- **RECORDS TO USE**:
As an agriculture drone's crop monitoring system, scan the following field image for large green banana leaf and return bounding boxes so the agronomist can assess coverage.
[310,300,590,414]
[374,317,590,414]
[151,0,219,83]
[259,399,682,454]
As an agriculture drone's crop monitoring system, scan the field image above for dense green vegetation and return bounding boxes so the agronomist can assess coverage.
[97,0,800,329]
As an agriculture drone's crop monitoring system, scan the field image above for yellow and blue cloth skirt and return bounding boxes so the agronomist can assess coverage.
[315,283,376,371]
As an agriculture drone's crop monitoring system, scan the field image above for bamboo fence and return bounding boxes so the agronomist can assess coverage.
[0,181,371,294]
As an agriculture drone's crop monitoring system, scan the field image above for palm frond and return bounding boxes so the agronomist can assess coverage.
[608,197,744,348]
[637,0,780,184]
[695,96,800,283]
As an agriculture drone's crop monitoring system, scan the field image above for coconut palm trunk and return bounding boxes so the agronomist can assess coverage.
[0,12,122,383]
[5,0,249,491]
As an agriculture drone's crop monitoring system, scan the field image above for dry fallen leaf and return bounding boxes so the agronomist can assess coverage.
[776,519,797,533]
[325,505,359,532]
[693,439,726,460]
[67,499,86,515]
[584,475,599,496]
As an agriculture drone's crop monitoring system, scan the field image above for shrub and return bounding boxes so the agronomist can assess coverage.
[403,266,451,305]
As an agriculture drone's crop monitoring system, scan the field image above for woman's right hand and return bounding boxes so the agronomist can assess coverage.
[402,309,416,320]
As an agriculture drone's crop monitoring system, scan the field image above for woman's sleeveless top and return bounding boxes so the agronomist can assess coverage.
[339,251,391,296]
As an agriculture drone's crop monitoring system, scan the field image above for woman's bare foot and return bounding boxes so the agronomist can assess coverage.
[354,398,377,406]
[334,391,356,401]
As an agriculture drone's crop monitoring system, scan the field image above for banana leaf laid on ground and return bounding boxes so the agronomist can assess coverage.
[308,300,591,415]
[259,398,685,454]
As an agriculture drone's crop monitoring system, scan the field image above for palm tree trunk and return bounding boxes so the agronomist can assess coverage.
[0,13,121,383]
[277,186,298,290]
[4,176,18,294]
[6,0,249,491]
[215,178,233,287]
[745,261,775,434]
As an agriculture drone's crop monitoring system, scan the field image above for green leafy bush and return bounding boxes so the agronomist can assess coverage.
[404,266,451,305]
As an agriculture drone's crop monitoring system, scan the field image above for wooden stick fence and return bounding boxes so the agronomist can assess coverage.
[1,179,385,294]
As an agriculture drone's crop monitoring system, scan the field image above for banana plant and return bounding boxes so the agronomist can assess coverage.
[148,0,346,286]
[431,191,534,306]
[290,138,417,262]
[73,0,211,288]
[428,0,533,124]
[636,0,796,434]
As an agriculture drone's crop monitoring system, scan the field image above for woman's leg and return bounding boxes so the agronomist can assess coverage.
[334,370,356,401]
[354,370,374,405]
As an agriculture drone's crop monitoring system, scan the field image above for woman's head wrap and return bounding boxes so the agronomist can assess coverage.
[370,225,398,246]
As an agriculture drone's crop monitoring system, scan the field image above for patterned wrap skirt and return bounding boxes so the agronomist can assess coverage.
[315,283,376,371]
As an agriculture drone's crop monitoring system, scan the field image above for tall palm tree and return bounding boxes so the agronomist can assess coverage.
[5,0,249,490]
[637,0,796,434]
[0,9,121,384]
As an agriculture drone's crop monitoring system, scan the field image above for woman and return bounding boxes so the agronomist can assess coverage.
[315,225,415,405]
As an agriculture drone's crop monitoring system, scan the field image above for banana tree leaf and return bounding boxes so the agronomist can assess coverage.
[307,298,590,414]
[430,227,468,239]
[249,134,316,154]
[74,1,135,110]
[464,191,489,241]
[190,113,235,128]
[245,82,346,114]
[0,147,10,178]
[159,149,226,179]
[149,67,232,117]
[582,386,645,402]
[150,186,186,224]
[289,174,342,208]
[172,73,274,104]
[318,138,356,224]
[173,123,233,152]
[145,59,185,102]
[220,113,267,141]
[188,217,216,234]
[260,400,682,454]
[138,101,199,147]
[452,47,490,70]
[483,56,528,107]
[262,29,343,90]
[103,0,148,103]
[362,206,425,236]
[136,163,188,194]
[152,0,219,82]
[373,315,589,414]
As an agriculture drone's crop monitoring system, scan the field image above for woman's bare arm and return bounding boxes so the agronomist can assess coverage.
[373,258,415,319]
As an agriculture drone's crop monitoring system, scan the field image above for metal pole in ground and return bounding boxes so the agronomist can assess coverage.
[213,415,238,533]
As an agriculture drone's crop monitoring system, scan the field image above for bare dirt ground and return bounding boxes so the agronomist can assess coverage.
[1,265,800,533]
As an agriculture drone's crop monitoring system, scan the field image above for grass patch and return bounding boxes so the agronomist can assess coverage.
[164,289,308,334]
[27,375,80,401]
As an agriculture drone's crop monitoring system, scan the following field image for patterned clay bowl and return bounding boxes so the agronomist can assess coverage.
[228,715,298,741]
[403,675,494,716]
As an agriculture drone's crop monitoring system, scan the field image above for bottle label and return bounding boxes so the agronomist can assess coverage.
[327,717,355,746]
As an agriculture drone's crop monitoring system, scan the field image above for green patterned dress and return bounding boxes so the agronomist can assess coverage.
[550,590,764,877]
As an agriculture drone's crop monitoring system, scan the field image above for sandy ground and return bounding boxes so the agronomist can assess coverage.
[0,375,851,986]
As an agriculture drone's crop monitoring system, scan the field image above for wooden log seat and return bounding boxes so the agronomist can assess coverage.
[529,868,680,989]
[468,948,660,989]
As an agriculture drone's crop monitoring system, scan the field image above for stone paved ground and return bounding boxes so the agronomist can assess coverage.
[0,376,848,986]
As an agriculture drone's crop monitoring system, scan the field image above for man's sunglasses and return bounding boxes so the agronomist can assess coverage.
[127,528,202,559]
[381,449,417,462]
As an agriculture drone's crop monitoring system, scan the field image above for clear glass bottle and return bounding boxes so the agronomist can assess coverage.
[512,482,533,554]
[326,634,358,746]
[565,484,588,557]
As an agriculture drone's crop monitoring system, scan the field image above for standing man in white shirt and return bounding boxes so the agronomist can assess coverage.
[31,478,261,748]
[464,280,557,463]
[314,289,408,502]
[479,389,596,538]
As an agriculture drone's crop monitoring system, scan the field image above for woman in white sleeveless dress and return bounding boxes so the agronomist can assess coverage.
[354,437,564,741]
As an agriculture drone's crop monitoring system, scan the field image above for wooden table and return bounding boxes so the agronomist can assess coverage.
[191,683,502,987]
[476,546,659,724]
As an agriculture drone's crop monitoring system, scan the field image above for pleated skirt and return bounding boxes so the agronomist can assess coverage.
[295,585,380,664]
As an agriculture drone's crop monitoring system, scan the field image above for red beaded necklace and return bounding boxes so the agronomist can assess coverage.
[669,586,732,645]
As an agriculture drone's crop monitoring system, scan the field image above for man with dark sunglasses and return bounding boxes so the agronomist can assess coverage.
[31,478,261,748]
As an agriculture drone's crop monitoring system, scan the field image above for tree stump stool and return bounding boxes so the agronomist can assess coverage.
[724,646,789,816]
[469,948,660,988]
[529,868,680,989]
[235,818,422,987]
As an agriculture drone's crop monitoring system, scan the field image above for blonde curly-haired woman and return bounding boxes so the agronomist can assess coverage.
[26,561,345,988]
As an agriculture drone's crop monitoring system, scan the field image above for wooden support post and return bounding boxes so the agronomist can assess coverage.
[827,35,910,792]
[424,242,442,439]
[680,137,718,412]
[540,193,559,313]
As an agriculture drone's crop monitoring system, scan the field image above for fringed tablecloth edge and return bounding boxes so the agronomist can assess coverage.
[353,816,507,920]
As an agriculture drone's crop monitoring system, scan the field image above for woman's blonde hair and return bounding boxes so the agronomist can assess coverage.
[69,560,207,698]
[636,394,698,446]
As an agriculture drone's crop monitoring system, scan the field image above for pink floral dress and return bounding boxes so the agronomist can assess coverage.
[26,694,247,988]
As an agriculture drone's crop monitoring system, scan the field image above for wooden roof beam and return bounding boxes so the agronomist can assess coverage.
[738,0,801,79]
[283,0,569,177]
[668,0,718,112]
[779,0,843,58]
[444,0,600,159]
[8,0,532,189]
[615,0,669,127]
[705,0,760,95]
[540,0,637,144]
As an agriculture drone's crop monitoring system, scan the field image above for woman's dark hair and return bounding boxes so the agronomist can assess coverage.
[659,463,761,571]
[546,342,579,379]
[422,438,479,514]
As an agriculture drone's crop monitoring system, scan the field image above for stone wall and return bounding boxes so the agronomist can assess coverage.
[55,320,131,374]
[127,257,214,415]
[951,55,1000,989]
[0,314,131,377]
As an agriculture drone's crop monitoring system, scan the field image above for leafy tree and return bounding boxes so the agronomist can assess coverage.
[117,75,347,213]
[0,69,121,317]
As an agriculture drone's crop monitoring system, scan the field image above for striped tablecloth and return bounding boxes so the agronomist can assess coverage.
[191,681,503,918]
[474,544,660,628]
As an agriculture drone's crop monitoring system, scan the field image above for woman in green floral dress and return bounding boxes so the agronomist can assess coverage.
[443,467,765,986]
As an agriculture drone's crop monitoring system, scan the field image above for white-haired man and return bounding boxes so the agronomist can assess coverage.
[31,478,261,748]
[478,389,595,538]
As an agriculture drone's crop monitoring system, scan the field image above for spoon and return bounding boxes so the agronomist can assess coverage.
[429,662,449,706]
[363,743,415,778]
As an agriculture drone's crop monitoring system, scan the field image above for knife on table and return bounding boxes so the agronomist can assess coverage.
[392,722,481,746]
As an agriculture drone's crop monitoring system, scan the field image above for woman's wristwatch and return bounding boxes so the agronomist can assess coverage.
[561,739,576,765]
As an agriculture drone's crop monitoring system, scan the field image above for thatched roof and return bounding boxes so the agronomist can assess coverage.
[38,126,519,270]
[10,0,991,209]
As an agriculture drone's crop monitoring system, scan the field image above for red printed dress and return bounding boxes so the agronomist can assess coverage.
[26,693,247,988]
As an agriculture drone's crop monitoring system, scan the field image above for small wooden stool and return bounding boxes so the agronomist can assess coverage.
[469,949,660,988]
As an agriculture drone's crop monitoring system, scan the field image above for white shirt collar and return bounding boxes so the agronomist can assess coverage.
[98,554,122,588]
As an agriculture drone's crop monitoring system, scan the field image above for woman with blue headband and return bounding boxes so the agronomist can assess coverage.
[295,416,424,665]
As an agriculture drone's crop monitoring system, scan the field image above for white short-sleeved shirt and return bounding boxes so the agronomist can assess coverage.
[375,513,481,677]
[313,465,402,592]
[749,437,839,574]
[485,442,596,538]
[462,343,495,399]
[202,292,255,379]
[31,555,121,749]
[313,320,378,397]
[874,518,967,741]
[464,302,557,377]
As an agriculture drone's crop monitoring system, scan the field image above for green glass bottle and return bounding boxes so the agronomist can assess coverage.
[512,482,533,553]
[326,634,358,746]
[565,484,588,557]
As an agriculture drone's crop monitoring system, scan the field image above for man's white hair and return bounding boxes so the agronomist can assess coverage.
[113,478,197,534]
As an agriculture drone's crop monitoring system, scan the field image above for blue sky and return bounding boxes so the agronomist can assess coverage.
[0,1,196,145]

- **TASK STATEMENT**:
From the line that contains "for man's white" through the last line of the listing, every line is to be restated word for word, both ends included.

- **RESPONSE TO THE TASK**:
As an agriculture drone's crop monitoring system, scan the field image above for man's white hair and return bounding boxes so the agronomist can assess coverage.
[113,478,197,534]
As an agriculture drone's crop monitoring system, scan the field image above for blue sky and return bounding boxes so the agronomist can assess coverage.
[0,1,196,145]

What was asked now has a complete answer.